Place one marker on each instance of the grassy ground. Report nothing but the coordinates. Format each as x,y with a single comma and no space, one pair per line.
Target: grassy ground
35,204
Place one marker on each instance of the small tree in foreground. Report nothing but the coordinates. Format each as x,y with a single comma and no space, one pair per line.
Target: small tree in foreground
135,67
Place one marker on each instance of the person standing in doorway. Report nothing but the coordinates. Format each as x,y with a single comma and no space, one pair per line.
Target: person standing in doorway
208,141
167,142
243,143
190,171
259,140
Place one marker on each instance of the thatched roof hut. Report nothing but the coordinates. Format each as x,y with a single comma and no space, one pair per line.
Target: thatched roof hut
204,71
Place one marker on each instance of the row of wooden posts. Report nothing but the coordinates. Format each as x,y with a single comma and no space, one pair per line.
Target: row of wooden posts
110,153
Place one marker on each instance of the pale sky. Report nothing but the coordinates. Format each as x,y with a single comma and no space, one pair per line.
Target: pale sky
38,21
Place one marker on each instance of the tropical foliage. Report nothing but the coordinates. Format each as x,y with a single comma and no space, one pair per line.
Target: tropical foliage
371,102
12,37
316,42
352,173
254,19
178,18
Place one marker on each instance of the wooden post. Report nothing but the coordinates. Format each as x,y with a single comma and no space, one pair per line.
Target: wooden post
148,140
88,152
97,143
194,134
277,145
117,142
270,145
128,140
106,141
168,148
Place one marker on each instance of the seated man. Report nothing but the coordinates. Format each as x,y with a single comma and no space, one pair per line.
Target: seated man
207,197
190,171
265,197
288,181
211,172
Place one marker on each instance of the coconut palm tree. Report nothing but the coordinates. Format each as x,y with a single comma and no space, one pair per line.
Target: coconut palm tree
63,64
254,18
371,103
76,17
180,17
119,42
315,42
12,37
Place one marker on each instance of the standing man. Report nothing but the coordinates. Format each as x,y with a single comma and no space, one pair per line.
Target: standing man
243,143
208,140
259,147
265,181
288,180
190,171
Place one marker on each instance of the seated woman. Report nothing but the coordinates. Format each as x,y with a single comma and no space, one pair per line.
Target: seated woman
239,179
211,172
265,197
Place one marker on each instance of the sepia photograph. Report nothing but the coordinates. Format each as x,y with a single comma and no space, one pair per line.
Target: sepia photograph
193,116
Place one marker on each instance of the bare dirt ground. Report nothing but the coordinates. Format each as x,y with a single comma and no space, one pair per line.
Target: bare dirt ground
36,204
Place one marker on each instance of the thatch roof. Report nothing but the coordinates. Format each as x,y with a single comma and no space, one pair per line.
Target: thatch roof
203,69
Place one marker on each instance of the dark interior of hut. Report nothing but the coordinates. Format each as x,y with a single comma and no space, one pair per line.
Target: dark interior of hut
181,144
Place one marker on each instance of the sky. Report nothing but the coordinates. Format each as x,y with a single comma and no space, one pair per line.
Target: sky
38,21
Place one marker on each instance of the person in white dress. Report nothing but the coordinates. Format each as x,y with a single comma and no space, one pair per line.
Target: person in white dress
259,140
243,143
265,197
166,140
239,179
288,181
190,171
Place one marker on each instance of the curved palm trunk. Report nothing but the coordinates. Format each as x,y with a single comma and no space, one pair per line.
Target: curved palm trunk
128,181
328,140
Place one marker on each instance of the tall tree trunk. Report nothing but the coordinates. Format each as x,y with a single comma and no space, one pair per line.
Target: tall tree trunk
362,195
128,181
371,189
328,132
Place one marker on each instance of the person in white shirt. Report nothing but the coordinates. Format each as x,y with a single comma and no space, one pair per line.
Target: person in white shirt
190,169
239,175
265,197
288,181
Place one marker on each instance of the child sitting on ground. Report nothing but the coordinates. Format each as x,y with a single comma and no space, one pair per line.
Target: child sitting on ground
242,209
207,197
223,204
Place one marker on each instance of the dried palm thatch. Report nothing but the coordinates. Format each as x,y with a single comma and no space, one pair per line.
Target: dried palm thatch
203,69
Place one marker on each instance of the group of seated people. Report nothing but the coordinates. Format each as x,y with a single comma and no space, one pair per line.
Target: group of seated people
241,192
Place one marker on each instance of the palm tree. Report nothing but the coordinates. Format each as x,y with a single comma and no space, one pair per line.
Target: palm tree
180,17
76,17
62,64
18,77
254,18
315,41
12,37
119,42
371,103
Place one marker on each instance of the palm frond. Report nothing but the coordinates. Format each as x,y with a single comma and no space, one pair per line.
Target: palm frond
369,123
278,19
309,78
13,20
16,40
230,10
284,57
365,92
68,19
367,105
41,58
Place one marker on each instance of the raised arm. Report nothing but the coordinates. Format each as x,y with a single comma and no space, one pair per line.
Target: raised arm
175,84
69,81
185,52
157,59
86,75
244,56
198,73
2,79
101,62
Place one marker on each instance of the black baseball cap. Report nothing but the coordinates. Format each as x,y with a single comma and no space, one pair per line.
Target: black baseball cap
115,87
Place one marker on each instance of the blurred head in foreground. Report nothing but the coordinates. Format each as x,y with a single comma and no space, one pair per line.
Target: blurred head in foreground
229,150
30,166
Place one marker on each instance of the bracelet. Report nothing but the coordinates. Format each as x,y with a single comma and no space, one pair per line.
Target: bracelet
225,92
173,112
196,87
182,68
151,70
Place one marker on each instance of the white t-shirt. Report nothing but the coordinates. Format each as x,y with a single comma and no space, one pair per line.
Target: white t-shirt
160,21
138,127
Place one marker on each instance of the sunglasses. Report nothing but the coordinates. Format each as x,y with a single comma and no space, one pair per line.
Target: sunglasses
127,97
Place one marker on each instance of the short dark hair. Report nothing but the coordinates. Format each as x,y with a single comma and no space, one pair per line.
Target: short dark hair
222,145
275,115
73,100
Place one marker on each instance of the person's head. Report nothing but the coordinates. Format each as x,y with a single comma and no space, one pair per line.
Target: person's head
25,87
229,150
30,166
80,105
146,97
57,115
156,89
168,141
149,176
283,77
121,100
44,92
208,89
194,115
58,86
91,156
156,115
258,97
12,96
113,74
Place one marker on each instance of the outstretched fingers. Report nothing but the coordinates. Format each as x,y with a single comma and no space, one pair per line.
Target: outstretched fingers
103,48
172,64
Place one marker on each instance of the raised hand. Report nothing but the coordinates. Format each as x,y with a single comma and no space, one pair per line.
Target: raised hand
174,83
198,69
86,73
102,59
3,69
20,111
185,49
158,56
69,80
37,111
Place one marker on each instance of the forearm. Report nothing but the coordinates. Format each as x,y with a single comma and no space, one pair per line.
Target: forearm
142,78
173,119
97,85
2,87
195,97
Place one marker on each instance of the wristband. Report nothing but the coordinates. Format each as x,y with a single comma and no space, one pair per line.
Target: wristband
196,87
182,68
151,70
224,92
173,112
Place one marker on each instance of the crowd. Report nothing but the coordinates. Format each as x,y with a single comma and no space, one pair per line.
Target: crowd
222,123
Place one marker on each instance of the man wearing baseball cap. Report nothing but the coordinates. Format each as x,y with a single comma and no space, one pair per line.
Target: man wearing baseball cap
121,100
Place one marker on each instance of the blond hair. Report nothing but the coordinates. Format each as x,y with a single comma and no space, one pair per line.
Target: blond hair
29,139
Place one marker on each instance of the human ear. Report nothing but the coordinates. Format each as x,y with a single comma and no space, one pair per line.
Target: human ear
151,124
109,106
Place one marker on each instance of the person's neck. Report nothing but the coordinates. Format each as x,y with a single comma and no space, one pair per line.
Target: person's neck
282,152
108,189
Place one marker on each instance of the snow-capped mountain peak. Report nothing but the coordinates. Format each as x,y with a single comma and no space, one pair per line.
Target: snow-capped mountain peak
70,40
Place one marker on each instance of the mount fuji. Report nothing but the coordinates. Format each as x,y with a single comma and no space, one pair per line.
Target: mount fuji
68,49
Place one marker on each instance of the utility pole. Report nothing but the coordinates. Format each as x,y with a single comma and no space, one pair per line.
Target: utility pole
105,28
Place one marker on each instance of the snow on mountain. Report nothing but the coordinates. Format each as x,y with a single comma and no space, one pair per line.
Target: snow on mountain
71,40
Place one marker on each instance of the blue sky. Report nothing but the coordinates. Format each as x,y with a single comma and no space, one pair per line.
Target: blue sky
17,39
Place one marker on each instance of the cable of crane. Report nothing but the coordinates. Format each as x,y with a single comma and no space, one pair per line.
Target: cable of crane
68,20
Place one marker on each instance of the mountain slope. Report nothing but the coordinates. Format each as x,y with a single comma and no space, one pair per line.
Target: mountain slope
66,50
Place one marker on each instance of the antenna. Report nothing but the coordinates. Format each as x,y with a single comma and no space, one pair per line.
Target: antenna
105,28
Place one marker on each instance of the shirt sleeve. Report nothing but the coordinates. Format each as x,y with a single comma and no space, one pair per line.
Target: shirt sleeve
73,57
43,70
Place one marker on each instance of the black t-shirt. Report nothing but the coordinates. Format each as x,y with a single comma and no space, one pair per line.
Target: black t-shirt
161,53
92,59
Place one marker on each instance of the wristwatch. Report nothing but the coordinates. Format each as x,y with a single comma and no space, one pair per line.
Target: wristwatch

◇ ◇ ◇ ◇ ◇

### WHAT TO PRODUCE
Filter the entries above and return only the lines holding "wristwatch".

### ANSWER FOR THIS EXERCISE
Place one marker on each instance of the wristwatch. Report nothing but the coordinates. Format each as x,y with a single comma and no space, one pair per line.
Target: wristwatch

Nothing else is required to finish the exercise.